### [本文抜粋]
+ + + + + + +

Vol.32 MARAGOLD / March 2014

MARAGOLD


グレッグ・ハウが中心となり結成されたバンドと聞くと多くの音楽ファンは高度なジャズ・フュージョン音楽をイメージするかもしれない。今回特集するMARAGOLDは良い意味でそのような音楽ファンの予想を覆すだろう。
バンドの華でありそのパワフルかつハートが込められた美しい歌声で聴く者を魅了するボーカリストのメーガン。ヴァラエティに富んだリズムギターにメロディックかつ緩急をつけたギター・ソロで曲を惹きたてるグレッグ。ドラムのジェンルカ、ベースのケヴィンのリズム隊が生み出す心地よいグルーヴ。そして一度聴くと頭から離れない印象的なメロディを持った曲を擁するなど多くの魅力を放つバンドがMARAGOLDである。
MUSE ON MUSEではメーガン、グレッグの二人にMARAGOLDについて語って貰った。

PART1 – Meghan Krauss (Lead Vocals)

Interview / Text  Mamoru Moriyama

Translation         Louis Sesto (EAGLETAIL MUSIC)

 

Muse On Muse (以下MM) : あなたが音楽に興味に持った当時の年齢やきっかけについて教えて下さい。
Meghan Krauss (以下MK) : 初めて歌を歌い始めたのは2才の頃だったの。母が言うには、言葉が少し喋れるようになった途端に”You Are My Sunshine”をひっきりなしに歌っていたそうよ(笑)それが全ての始まりだったわ。

MM : 当時はどのような音楽、アーティストに影響を受けていましたか? 彼等に惹かれた理由もお聞かせ下さい。
MK : 10才の頃、その年齢の子供にしてはとても幅広い音楽の趣味を持っていたの。両親はレコードを沢山持っていて、私はKC AND THE SUNSHINE BANDからGRATEFUL DEADやLED ZEPPELINまで、色々な音楽を聴いていた。おかげ様で、私は多くの音楽ジャンルを理解することができたの。私の父はクラッシック以外の音楽は全てカントリーだと思っているような人なので(笑)子供の頃はクラシックも聴いていたわ。

MM : プロのシンガーになろうと決心したのはいつ頃でしょうか? MARAGOLDに加入するに至るまでのあなたの音楽活動の道のりについて詳しく話して頂けますか?

+ + + + + + +

### [データ記録]
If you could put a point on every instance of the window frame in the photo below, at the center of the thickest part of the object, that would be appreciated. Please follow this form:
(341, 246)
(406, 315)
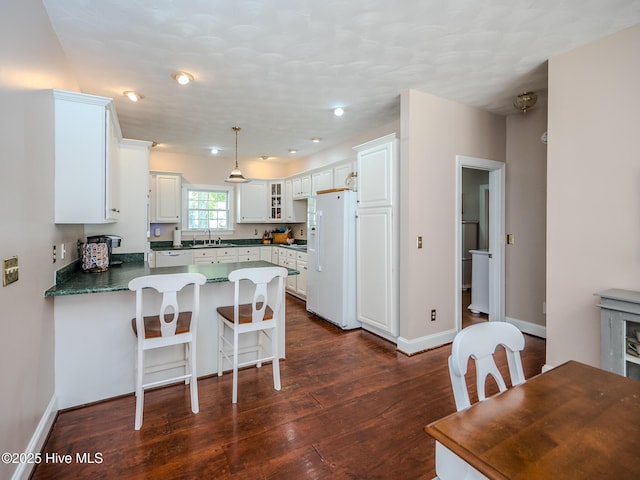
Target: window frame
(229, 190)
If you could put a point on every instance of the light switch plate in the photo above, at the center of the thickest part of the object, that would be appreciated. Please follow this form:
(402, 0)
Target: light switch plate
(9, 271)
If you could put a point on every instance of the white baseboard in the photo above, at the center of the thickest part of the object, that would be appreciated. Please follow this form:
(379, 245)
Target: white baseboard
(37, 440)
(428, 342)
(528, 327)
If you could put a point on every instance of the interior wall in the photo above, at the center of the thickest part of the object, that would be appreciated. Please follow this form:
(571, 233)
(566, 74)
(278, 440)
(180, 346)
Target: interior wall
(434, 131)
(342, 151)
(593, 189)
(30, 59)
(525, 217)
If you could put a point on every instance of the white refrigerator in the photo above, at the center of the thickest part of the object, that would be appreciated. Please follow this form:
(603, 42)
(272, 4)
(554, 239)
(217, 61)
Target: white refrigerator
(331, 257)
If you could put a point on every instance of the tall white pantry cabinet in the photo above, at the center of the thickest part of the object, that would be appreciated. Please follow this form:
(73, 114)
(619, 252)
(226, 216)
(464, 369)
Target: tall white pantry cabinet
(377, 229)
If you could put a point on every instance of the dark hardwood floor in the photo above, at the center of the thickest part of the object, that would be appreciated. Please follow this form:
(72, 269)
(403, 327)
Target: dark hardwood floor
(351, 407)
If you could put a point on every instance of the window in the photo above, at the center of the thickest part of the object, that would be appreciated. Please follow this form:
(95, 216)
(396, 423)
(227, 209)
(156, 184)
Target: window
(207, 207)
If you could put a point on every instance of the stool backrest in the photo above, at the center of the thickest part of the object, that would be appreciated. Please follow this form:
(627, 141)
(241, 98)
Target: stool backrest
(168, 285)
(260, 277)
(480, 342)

+ + + + + + +

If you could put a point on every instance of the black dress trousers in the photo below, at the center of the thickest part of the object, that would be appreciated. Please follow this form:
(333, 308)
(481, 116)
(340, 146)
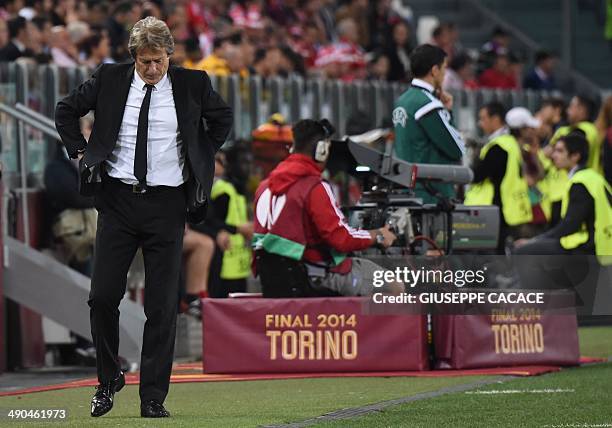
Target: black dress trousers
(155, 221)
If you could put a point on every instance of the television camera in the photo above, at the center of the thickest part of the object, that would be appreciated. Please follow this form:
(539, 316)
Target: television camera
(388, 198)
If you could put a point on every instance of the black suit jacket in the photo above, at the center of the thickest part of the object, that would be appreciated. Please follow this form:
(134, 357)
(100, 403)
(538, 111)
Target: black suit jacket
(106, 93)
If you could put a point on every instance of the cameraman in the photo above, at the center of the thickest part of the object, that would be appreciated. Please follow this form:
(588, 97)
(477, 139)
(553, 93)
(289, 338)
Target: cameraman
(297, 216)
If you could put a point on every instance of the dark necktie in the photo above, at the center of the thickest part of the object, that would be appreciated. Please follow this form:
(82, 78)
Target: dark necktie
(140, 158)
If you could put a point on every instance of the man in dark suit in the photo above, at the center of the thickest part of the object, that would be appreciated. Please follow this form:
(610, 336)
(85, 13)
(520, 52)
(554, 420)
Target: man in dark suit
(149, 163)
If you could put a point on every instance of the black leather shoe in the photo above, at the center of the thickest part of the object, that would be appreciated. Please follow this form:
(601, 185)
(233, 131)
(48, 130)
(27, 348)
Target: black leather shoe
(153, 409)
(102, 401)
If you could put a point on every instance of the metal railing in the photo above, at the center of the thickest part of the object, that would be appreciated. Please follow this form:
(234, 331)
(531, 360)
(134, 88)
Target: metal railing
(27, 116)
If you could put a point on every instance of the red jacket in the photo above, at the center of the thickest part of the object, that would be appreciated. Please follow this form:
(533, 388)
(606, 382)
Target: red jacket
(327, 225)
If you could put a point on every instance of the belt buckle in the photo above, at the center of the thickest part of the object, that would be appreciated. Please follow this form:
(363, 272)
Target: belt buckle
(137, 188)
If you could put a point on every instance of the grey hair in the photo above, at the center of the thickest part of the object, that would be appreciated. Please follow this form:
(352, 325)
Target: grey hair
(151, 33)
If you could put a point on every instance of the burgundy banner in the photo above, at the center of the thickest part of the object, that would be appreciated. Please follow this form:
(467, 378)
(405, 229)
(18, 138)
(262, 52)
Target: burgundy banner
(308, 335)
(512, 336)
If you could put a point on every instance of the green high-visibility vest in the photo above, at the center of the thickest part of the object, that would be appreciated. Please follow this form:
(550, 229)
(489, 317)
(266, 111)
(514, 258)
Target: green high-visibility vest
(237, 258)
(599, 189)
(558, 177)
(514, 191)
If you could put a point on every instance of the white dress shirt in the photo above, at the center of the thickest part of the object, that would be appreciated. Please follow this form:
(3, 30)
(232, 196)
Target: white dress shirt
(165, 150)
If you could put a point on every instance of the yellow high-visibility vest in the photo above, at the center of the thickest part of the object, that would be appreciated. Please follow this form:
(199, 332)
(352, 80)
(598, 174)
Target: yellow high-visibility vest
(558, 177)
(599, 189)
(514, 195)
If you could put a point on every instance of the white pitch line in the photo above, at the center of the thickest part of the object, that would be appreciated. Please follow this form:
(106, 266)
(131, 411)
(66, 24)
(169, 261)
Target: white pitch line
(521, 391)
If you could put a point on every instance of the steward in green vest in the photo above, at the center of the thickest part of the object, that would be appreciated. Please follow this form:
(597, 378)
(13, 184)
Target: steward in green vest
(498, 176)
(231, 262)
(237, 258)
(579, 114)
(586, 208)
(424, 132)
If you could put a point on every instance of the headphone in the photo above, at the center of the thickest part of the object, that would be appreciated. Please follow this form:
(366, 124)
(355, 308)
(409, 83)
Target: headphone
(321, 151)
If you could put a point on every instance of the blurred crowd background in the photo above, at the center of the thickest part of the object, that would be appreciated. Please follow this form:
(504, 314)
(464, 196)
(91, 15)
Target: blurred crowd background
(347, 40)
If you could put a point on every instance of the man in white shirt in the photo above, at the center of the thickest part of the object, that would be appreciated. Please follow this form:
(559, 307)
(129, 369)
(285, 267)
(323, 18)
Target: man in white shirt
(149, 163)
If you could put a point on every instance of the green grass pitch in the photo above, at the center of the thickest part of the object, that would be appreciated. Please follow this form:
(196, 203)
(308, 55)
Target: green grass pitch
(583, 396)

+ + + + + + +

### [課題 1]
MARAGOLDの記事の紹介文に名前が出てくるバンドメンバーを、担当パートとともにすべて挙げよ。
### [課題 2]
MARAGOLDの記事にある「初めて歌を歌い始めたのは2才の頃だったの。」という文を英語に訳してください。
### [課題 3]
MARAGOLDの記事について、次の問いに答えよ。
(a) 翻訳を担当したのは誰か。
(b) メーガンが幼い頃にひっきりなしに歌っていた曲は何か。
(c) メーガンの父は、クラシック以外の音楽をどう思っているか。
データ記録はここでは使わない。

### [解答 1]
メーガン(ボーカル)
グレッグ(ギター)
ジェンルカ(ドラム)
ケヴィン(ベース)

### [解答 2]
I first started singing when I was two years old.

### [解答 3]
(a) Louis Sesto(EAGLETAIL MUSIC)
(b) "You Are My Sunshine"
(c) 全てカントリーだと思っている。